··· 読む文章 ···

近年、データ駆動の意思決定がビジネスの現場でますます重要となり、その一方で「Excel疲れ」を感じている方々も増えてきました。
Excelは便利なツールである一方、複雑で大量のデータを効率的に管理するには限界があると感じている方も少なくないのではないでしょうか。
では、手軽でサクッと作成でき、便利な面もたくさんあるのですが、今後ビジネスを進める上でExcel管理ではいずれ限界を迎えるのではないでしょうか?
そんな不安を解消するための新たな解はあるのでしょうか。
Excelの限界
Excelはその手軽さからビジネスで広く使われてきました。しかし、大規模なデータ管理や複雑なデータ操作を行うときには、Excelの限界を感じることもあります。
データ整合性
データの整合性の維持が困難な場合が一つあります。
Excelでは、手動で一貫性のチェックを行わなければならず、その過程でエラーが発生しやすいです。人的ミスはその人のせいでしょうか?それとも仕組みのせいでしょうか?
私は後者を疑います。
リレーショナルデータベースでは、一貫性チェックを実施するための機能、例えば外部キー制約が提供されています。
例えば、商品テーブルと注文テーブルがあるとします。注文テーブルには商品テーブルの商品IDが外部キーとして格納されています。このとき、商品テーブルから商品が削除された場合、その商品IDを参照している注文は無効となります。
しかし、リレーショナルデータベースでは外部キー制約により、そのような不整合性が発生することを防ぐことができます。対してExcelでは、このような一貫性のチェックは一捻りする必要があります。
データ量
データ量についてもExcelは制限があり、大量のデータを管理する際に制約となります。 Excelの各バージョンには行数や列数の制限があります。
例えば、Excel 2019では一つのワークシートあたりの行数は約100万行、列数は16384列が最大です。
一方、リレーショナルデータベースは理論上は無制限のデータを扱うことができ、テラバイト以上のデータを効率的に管理できます。
同時アクセス
同時アクセスにも問題があります。複数のユーザーが同時にExcelを編集すると、競合が発生しやすく、データの整合性が損なわれる可能性があります。
複数人で管理しているファイルがあるとします。変更を加えたいのでそのファイルを開いたところ、「他の人が使用中です・・・読み取り専用で開きますか?」のメッセージが出てげんなりした経験はありませんか?
そのたびに、「誰か開いていませんか?」とお伺い・・・、中にはファイルを開いたまま外出する強者もいます。
Excelは複数のユーザーが同時に編集すると、同一のデータを更新した場合に最後に保存したユーザーの変更だけが反映され、それ以前の変更は失われてしまいます。これに対して、リレーショナルデータベースではトランザクションという概念を用いて、複数のユーザーが同時に同じデータを操作した場合でも、データの整合性を保つことができます。
セキュリティ
セキュリティの面でも、特定の行や列を特定のユーザーだけに制限することが難しいです。

···

作業 1: Excelの限界についての文章から、「では、手軽でサクッと作成でき」から「行数や列数の制限があります。」までの部分を一字も変えずに返すこと。

··· 演習資料 ···

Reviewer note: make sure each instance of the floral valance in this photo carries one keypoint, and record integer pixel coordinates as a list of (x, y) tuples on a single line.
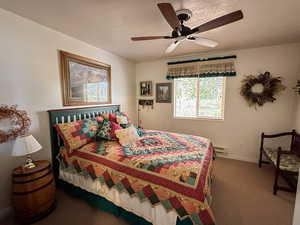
[(215, 67)]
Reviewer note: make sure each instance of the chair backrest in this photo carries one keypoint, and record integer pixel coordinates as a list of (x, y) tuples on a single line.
[(295, 147)]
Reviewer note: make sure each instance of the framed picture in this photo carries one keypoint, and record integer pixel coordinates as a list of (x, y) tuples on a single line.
[(164, 92), (146, 88), (84, 81)]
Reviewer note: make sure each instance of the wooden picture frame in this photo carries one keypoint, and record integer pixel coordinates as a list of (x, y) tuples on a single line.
[(164, 92), (146, 88), (84, 81)]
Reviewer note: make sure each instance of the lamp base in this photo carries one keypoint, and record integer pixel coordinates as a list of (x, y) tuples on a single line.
[(29, 163)]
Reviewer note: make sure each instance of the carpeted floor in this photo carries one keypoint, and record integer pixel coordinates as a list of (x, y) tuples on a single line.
[(242, 196)]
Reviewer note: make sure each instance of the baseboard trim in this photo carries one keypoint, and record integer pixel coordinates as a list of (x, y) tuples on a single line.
[(5, 212), (240, 158)]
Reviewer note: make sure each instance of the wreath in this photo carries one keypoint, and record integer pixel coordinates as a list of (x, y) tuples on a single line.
[(19, 121), (257, 90)]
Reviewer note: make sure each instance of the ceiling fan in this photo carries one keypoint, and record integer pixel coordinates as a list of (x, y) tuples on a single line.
[(183, 33)]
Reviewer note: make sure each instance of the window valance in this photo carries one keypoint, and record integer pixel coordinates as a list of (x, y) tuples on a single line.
[(211, 67)]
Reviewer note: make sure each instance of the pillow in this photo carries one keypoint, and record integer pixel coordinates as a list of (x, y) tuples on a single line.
[(114, 117), (122, 119), (78, 133), (139, 130), (107, 130), (127, 136)]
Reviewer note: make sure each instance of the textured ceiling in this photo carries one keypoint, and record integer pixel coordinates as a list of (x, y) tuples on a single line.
[(109, 24)]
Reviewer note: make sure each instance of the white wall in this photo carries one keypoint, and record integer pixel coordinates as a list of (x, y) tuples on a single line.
[(240, 131), (29, 77)]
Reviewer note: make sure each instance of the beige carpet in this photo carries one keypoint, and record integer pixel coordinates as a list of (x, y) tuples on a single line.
[(242, 196)]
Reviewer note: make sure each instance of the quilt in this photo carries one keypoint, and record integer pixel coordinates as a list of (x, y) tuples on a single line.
[(164, 168)]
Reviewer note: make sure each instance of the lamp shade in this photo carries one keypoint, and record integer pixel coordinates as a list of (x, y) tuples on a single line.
[(25, 145)]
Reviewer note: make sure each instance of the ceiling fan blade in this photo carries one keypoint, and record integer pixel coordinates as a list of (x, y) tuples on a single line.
[(204, 42), (218, 22), (170, 15), (149, 38), (172, 47)]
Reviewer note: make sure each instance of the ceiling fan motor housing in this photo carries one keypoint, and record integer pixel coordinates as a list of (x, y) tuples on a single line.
[(184, 14)]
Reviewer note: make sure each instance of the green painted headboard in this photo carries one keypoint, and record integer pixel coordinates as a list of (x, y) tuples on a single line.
[(69, 115)]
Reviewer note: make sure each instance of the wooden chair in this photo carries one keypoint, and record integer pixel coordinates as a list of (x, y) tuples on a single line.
[(286, 162)]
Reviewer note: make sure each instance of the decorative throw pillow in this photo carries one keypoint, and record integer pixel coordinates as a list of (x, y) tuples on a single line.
[(139, 130), (78, 133), (127, 136), (99, 119), (114, 117), (114, 127), (122, 119), (107, 130)]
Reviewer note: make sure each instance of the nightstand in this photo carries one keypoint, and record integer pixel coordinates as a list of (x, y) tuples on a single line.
[(33, 192)]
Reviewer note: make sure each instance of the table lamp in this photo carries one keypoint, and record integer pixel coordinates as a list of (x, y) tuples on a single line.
[(26, 145)]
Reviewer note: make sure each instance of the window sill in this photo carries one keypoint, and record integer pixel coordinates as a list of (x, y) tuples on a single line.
[(198, 118)]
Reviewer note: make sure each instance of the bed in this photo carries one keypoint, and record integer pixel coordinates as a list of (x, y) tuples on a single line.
[(164, 179)]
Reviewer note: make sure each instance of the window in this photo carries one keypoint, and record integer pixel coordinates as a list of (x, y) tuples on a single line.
[(199, 97)]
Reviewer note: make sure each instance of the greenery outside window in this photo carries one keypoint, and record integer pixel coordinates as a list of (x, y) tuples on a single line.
[(201, 98)]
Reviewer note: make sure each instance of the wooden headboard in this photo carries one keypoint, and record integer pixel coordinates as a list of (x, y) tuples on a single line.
[(69, 115)]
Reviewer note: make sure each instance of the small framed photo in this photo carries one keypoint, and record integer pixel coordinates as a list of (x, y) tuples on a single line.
[(146, 88), (164, 92)]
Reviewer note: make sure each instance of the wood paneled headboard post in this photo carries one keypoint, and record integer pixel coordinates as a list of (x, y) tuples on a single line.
[(69, 115)]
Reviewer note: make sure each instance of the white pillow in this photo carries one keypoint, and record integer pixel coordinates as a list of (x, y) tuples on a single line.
[(122, 120), (127, 136)]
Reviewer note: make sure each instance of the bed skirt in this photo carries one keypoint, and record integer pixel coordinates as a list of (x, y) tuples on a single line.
[(107, 206)]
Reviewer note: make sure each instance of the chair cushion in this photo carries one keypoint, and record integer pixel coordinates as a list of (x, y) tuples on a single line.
[(287, 162)]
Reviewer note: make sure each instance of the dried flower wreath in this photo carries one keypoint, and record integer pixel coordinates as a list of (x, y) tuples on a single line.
[(257, 90), (19, 120)]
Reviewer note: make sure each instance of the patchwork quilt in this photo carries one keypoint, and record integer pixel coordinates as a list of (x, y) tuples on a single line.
[(164, 168)]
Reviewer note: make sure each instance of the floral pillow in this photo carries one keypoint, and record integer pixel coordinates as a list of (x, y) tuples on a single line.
[(127, 136), (117, 117), (78, 133), (107, 130)]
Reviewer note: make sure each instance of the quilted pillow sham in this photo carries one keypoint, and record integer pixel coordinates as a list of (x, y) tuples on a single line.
[(127, 136), (78, 133), (107, 131)]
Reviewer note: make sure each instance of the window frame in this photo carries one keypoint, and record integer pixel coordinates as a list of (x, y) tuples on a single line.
[(222, 118)]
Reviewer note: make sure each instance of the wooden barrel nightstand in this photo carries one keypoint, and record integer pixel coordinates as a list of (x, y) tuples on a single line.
[(33, 192)]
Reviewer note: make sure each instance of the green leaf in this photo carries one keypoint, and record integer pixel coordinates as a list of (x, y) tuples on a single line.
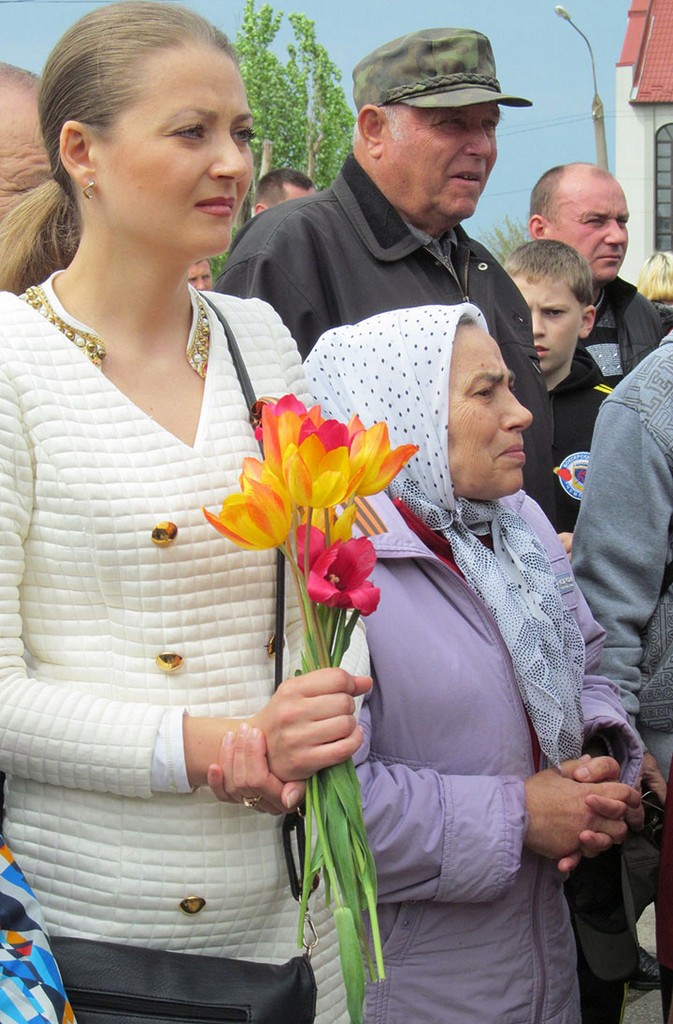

···

作業 2: エントリの冒頭から「[(5, 212), (240, 158)]」を含む行まで、その行も含めてそのまま打ち直してください。画像は答えに入れないこと。

記述解答 1:
では、手軽でサクッと作成でき、便利な面もたくさんあるのですが、今後ビジネスを進める上でExcel管理ではいずれ限界を迎えるのではないでしょうか?
そんな不安を解消するための新たな解はあるのでしょうか。
Excelの限界
Excelはその手軽さからビジネスで広く使われてきました。しかし、大規模なデータ管理や複雑なデータ操作を行うときには、Excelの限界を感じることもあります。
データ整合性
データの整合性の維持が困難な場合が一つあります。
Excelでは、手動で一貫性のチェックを行わなければならず、その過程でエラーが発生しやすいです。人的ミスはその人のせいでしょうか?それとも仕組みのせいでしょうか?
私は後者を疑います。
リレーショナルデータベースでは、一貫性チェックを実施するための機能、例えば外部キー制約が提供されています。
例えば、商品テーブルと注文テーブルがあるとします。注文テーブルには商品テーブルの商品IDが外部キーとして格納されています。このとき、商品テーブルから商品が削除された場合、その商品IDを参照している注文は無効となります。
しかし、リレーショナルデータベースでは外部キー制約により、そのような不整合性が発生することを防ぐことができます。対してExcelでは、このような一貫性のチェックは一捻りする必要があります。
データ量
データ量についてもExcelは制限があり、大量のデータを管理する際に制約となります。 Excelの各バージョンには行数や列数の制限があります。

記述解答 2:
Reviewer note: make sure each instance of the floral valance in this photo carries one keypoint, and record integer pixel coordinates as a list of (x, y) tuples on a single line.
[(215, 67)]
Reviewer note: make sure each instance of the chair backrest in this photo carries one keypoint, and record integer pixel coordinates as a list of (x, y) tuples on a single line.
[(295, 147)]
Reviewer note: make sure each instance of the framed picture in this photo carries one keypoint, and record integer pixel coordinates as a list of (x, y) tuples on a single line.
[(164, 92), (146, 88), (84, 81)]
Reviewer note: make sure each instance of the wooden picture frame in this photo carries one keypoint, and record integer pixel coordinates as a list of (x, y) tuples on a single line.
[(164, 92), (146, 88), (84, 81)]
Reviewer note: make sure each instance of the lamp base in this photo carries one keypoint, and record integer pixel coordinates as a list of (x, y) tuples on a single line.
[(29, 163)]
Reviewer note: make sure each instance of the carpeted floor in this photo carries one keypoint, and record integer pixel coordinates as a list of (x, y) tuples on a single line.
[(242, 196)]
Reviewer note: make sure each instance of the baseboard trim in this photo carries one keypoint, and record integer pixel coordinates as a list of (x, y) tuples on a single line.
[(5, 212), (240, 158)]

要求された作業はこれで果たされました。